## [Tarefa 1]
Reproduza sem qualquer alteração a parte dos registos que começa na linha que contém "Target: green leaf" e vai até ao fim dos registos, incluindo ambas as extremidades.

## [Texto fornecido]
A [CAL-DAY-RAH-DAH] é, então, essa tentativa de fusão de culturas?
Acontece dentro da Associação, mas cruza-se com outras dimensões. É o conceito de olhar para a multiplicidade de todas as pessoas que passaram por cá e que influenciaram o nosso modo de vida. E até tem uma vertente ligada à comida, porque encontrei nela uma linguagem universal, pois de comida toda a gente sabe falar. O que me interessa é conhecer essas comunidades, africana, indiana, paquistanesa, portugueses migrantes que cá vieram parar. Saber como se relacionam com o Algarve. O que cozinham? Que influências têm da nossa cozinha? Por exemplo, fui agora a Marrocos e encontrei imensas ligações. A laranja algarvia é originária da China. A açorda, possivelmente, tem influências árabes.
Qual o objetivo real?
Pretendo reter esses conhecimentos e inspirar as outras pessoas. Se forem criativos, quero inspirá-los a criar coisas. Também quero inspirar-me através disso e criar as minhas ilustrações, as minhas performances. Mas desejo usar esse canal como inspiração para os outros. Quero que as pessoas olhem para isto como uma bola. Uns tiveram a sorte de nascer aqui e outros o azar de nascer lá. Temos de tentar entender isto de forma mais justa e que o que as pessoas sentem como ‘o nosso Algarve’ seja visto como uma mistura e que todos possamos ganhar, ao aprender uns com os outros.

## [Registos fornecidos]
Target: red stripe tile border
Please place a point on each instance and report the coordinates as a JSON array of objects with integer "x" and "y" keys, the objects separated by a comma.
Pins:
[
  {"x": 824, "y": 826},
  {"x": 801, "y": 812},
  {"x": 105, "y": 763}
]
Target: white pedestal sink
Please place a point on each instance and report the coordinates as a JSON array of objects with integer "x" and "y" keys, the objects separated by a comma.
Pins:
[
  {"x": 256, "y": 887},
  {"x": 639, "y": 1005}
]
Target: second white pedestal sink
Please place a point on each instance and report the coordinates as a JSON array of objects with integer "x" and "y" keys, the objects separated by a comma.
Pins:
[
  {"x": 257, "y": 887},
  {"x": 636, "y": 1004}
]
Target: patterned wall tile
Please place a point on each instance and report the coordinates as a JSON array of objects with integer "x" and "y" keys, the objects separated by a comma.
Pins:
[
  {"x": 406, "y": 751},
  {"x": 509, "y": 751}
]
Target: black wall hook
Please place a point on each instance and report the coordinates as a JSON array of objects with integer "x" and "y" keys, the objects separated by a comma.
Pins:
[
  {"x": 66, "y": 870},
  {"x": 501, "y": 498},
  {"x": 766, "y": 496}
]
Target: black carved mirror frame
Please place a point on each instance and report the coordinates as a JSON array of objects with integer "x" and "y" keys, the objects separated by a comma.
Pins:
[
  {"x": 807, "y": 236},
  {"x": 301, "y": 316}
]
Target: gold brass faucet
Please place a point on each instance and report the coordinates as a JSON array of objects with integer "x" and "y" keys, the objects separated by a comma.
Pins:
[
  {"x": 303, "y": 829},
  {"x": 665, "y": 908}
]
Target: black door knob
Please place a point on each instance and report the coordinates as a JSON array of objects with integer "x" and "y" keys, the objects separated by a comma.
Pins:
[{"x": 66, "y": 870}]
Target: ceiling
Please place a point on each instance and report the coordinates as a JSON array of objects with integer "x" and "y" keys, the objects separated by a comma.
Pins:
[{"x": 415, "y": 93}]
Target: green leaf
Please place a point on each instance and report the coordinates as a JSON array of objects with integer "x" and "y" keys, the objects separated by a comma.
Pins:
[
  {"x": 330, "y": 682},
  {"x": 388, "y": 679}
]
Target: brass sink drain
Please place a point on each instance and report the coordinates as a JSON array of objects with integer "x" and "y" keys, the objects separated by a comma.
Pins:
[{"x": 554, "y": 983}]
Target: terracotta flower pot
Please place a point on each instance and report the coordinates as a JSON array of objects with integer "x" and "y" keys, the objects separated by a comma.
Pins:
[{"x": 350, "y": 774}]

## [Tarefa 2]
Na entrevista sobre as culturas do Algarve, reescreva o trecho que abre com as palavras que contêm "A [CAL-DAY-RAH-DAH] é, então, essa" e fecha com "tem influências árabes.", trocando "comida" por "gastronomia".

## [Resposta correta 1]
Target: green leaf
Please place a point on each instance and report the coordinates as a JSON array of objects with integer "x" and "y" keys, the objects separated by a comma.
Pins:
[
  {"x": 330, "y": 682},
  {"x": 388, "y": 679}
]
Target: brass sink drain
Please place a point on each instance and report the coordinates as a JSON array of objects with integer "x" and "y" keys, the objects separated by a comma.
Pins:
[{"x": 554, "y": 983}]
Target: terracotta flower pot
Please place a point on each instance and report the coordinates as a JSON array of objects with integer "x" and "y" keys, the objects separated by a comma.
Pins:
[{"x": 350, "y": 774}]

## [Resposta correta 2]
A [CAL-DAY-RAH-DAH] é, então, essa tentativa de fusão de culturas?
Acontece dentro da Associação, mas cruza-se com outras dimensões. É o conceito de olhar para a multiplicidade de todas as pessoas que passaram por cá e que influenciaram o nosso modo de vida. E até tem uma vertente ligada à gastronomia, porque encontrei nela uma linguagem universal, pois de gastronomia toda a gente sabe falar. O que me interessa é conhecer essas comunidades, africana, indiana, paquistanesa, portugueses migrantes que cá vieram parar. Saber como se relacionam com o Algarve. O que cozinham? Que influências têm da nossa cozinha? Por exemplo, fui agora a Marrocos e encontrei imensas ligações. A laranja algarvia é originária da China. A açorda, possivelmente, tem influências árabes.